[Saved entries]
_ _ _ _
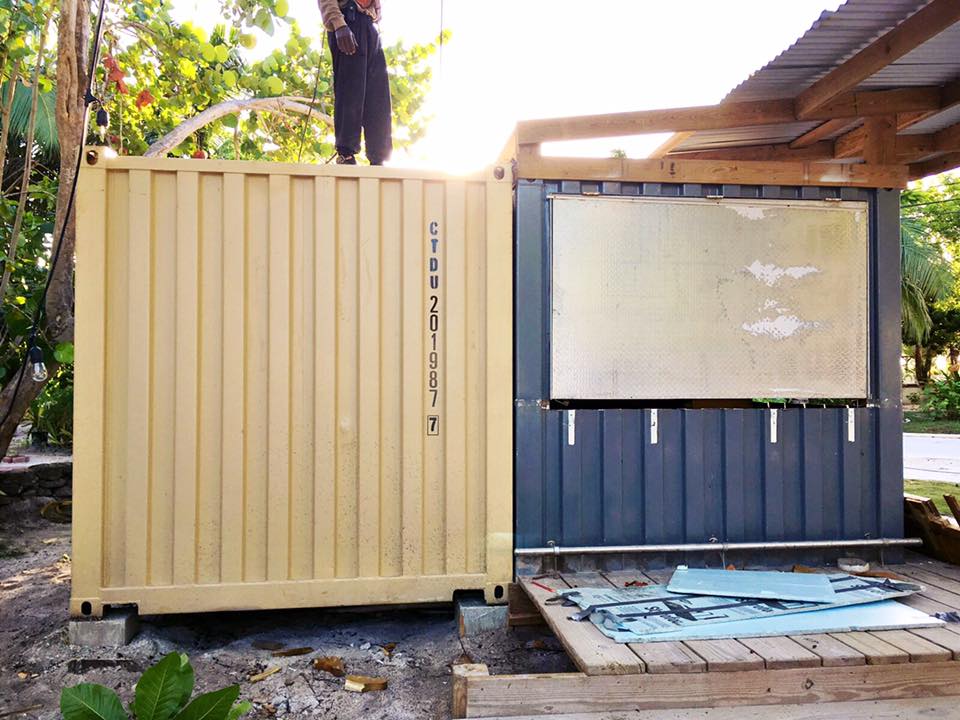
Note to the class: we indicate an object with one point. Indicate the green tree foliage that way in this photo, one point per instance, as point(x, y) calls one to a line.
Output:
point(159, 73)
point(155, 74)
point(930, 260)
point(162, 693)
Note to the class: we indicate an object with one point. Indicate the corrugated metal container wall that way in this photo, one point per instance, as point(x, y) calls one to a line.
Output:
point(828, 473)
point(293, 386)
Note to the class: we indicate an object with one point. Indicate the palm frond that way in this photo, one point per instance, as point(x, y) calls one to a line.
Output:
point(923, 264)
point(45, 133)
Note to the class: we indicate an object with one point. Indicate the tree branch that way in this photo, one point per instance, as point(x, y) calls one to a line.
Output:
point(27, 168)
point(277, 104)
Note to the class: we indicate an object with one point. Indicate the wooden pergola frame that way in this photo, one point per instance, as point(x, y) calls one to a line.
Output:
point(874, 153)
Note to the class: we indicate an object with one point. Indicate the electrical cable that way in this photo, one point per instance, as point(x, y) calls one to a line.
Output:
point(34, 354)
point(316, 84)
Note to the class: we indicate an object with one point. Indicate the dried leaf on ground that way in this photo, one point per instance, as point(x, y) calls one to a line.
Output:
point(332, 665)
point(362, 683)
point(293, 652)
point(264, 675)
point(267, 645)
point(464, 659)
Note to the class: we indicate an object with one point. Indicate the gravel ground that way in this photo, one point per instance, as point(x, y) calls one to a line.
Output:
point(36, 662)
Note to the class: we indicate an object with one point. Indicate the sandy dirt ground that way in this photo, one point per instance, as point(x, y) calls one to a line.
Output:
point(36, 662)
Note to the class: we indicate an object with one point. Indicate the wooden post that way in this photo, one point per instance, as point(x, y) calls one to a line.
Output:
point(461, 673)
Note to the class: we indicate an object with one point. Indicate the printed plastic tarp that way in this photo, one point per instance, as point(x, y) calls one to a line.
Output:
point(628, 614)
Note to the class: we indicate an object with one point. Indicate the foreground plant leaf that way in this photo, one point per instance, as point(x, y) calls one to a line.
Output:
point(89, 701)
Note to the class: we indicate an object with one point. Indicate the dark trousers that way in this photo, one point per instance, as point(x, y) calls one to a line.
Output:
point(361, 91)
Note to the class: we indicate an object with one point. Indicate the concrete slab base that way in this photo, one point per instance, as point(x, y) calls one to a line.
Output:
point(116, 628)
point(474, 616)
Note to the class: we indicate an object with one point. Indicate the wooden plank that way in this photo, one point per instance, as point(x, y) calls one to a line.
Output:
point(520, 609)
point(876, 650)
point(716, 172)
point(952, 502)
point(831, 651)
point(864, 710)
point(820, 132)
point(661, 657)
point(943, 637)
point(670, 144)
point(868, 103)
point(590, 650)
point(542, 694)
point(726, 655)
point(909, 34)
point(879, 144)
point(779, 653)
point(822, 150)
point(707, 117)
point(919, 649)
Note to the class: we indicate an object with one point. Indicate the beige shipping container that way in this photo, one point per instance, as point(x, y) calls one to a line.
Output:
point(293, 385)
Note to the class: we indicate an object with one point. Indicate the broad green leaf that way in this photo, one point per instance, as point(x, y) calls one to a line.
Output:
point(88, 701)
point(64, 353)
point(211, 706)
point(160, 691)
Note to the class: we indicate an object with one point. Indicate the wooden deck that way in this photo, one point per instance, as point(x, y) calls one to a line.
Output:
point(799, 669)
point(595, 654)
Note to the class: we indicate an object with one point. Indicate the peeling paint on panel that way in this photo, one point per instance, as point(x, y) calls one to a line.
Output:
point(771, 274)
point(779, 328)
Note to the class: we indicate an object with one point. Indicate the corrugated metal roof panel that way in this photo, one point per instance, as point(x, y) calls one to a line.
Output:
point(832, 39)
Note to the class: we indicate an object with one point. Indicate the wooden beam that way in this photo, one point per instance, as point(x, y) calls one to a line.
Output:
point(944, 163)
point(822, 150)
point(881, 102)
point(715, 172)
point(559, 694)
point(670, 143)
point(710, 117)
point(908, 35)
point(820, 132)
point(879, 143)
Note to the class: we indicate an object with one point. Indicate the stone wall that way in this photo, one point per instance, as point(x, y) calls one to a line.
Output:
point(36, 479)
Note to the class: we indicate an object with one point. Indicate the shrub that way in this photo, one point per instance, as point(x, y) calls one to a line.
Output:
point(162, 693)
point(942, 398)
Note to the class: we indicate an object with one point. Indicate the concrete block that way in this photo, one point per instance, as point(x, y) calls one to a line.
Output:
point(116, 628)
point(474, 616)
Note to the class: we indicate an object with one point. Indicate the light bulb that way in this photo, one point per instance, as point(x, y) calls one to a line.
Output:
point(39, 369)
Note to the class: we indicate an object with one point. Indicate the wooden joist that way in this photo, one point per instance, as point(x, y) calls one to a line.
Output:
point(908, 35)
point(866, 103)
point(821, 132)
point(822, 150)
point(518, 695)
point(533, 166)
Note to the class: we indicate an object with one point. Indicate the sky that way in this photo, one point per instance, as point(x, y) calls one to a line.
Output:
point(510, 60)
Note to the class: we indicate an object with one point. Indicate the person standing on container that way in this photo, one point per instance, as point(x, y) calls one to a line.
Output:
point(361, 87)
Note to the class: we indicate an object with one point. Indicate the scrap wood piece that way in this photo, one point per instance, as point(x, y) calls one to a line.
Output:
point(591, 651)
point(265, 674)
point(364, 683)
point(293, 652)
point(954, 506)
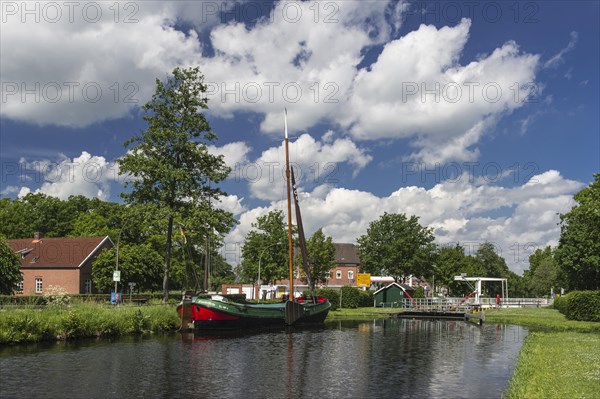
_ _ _ _
=== WHAT THE EXERCISE ASKS ===
Every line from the line containing "Indicate the peeling" through the line containing "the wooden beam" in the records above must be retyped exactly. Leave out the rest.

=== RESULT BELOW ===
Note to the class: we indicate an object with one point. Indicate the peeling paint on panel that way in this photo, one point per instance, as point(x, y) calls one to a line.
Output:
point(771, 274)
point(779, 328)
Note to the class: we indicate an object with one point. Indicate the corrugated metal roof panel that way in this photo, one point per instance, as point(x, y) calls one to a line.
Output:
point(832, 39)
Note to the class: we indicate an object with one point. Indicate the wooden beam that way in this photo, one point per instance, as point(x, y) calls one to a line.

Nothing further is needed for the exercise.